WHAT IS NEEDED: Every line containing the word "yellow" is to be copied from the data below.

MATERIAL TO PROCESS:
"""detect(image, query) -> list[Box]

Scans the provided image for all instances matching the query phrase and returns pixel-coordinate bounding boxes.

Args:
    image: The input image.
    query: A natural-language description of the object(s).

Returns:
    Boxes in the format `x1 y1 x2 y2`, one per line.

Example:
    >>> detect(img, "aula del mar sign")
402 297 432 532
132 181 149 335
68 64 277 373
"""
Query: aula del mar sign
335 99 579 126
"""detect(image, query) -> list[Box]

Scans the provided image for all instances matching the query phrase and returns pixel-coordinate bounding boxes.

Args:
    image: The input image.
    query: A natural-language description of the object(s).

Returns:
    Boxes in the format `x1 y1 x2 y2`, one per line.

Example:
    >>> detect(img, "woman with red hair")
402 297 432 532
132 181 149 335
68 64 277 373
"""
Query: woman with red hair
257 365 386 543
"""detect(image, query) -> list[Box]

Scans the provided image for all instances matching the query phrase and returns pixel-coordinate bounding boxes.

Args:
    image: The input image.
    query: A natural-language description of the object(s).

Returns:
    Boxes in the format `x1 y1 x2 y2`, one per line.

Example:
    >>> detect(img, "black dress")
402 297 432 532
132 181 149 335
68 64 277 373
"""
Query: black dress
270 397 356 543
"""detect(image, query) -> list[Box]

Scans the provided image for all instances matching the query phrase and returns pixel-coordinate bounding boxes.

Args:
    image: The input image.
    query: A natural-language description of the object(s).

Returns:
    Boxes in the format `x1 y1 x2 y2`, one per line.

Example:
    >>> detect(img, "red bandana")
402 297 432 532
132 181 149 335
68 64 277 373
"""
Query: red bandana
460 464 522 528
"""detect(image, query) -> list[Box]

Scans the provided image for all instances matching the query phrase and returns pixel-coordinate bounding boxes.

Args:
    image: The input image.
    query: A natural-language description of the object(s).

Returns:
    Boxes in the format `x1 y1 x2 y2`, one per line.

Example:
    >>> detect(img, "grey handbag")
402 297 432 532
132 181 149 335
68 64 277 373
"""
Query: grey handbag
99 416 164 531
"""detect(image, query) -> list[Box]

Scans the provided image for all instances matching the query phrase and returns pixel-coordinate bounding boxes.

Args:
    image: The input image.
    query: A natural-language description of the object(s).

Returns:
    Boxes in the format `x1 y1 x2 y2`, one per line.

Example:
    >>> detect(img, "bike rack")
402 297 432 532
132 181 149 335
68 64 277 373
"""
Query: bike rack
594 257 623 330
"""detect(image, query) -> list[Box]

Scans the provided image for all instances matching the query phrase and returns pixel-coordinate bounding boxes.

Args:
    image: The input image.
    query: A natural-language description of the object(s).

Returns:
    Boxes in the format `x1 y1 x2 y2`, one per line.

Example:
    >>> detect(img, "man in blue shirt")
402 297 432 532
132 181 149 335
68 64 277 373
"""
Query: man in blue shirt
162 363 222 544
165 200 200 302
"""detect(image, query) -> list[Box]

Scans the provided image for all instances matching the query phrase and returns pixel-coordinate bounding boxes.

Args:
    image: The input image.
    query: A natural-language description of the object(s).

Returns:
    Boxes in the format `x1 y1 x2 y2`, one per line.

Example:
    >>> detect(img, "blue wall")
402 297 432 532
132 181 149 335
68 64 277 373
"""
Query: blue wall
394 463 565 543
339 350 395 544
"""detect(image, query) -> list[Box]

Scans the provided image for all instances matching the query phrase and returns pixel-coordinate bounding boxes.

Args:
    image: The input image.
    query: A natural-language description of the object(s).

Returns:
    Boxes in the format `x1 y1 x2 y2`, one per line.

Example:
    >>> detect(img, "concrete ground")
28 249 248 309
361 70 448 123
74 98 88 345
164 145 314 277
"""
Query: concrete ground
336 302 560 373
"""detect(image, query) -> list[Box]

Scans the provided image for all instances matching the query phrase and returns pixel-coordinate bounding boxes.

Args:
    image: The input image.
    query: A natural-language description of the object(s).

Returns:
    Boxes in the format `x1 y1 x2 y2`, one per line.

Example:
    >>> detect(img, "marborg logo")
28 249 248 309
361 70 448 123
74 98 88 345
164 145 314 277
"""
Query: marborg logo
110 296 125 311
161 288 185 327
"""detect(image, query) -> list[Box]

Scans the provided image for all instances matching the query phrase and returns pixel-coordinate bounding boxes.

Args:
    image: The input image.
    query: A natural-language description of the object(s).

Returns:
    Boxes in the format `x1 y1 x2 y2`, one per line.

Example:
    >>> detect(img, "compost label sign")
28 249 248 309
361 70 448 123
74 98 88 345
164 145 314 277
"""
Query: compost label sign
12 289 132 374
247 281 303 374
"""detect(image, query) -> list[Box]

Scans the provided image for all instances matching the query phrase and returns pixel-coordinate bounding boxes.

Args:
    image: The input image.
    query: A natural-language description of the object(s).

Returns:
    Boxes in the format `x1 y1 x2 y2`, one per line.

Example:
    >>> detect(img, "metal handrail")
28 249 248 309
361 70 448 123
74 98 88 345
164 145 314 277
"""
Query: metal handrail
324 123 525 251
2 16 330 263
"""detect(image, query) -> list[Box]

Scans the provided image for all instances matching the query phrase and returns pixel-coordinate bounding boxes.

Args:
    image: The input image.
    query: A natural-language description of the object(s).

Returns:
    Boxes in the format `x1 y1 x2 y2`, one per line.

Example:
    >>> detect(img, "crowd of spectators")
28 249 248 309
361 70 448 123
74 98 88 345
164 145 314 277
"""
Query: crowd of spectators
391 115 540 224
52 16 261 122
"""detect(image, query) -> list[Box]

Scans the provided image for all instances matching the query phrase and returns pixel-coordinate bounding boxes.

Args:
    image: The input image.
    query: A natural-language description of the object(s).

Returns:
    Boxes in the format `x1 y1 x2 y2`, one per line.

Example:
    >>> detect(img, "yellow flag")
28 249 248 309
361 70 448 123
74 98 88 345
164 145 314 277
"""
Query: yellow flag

SOLUTION FOR THIS TASK:
    >>> detect(img, "yellow flag")
Query: yellow flag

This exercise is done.